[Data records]
■ ■ ■ ■
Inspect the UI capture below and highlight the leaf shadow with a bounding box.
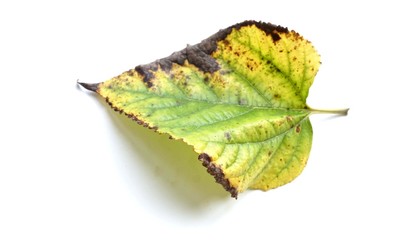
[91,96,231,216]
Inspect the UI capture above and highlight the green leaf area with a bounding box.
[79,21,345,198]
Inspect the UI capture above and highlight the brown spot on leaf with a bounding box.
[204,76,210,83]
[222,39,230,46]
[296,124,301,133]
[126,69,134,76]
[198,153,238,198]
[224,132,232,141]
[270,33,281,41]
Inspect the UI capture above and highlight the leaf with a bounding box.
[79,20,348,198]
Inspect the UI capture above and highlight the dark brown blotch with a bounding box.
[135,65,155,88]
[198,153,238,198]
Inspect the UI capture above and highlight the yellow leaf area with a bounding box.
[214,25,320,108]
[92,21,321,198]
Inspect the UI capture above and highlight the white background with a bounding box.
[1,0,409,239]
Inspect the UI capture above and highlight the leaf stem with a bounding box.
[308,107,349,116]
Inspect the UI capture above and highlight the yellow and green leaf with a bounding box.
[79,21,347,198]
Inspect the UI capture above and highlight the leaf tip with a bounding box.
[77,81,100,92]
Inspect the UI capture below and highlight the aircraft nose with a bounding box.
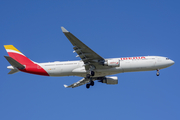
■ ■ ■ ■
*WORK TO BE COMPLETED*. What is needed is an exact copy of every entry, with the pictures removed.

*RESPONSE AREA*.
Inspect the UI capture below and highlight the leaf shadow with a bounding box.
[91,96,231,216]
Inspect the UI capture above and highlight the green leaf area with a bounding box.
[79,21,345,198]
Inspect the UI capture above and highlight the brown spot on leaf with a bounding box.
[204,76,210,83]
[222,39,230,46]
[296,124,301,133]
[126,69,134,76]
[198,153,238,198]
[224,132,232,141]
[270,33,281,41]
Inspect the UI capture above and highlight the leaf with a bounding box.
[79,20,348,198]
Inspect the UI capture above and highlight the dark brown blotch with a bounding box.
[135,65,155,88]
[198,153,238,198]
Inspect the UI capture above and highlight the yellow leaf area with a bounding box.
[214,25,320,108]
[92,21,321,198]
Inspect the UI capture above and highlight the white background with a bounding box.
[1,0,409,239]
Inspect the UI capture above and highlight the leaf stem with a bounding box.
[308,107,349,116]
Inspect the UI capture above and highlight the yellow and green leaf with a bounding box.
[79,21,347,198]
Inspect the UI capture above and highlight the leaf tip with a bounding box.
[77,81,100,92]
Inspect the UI capture below and highlight the aircraft nose with a bounding box.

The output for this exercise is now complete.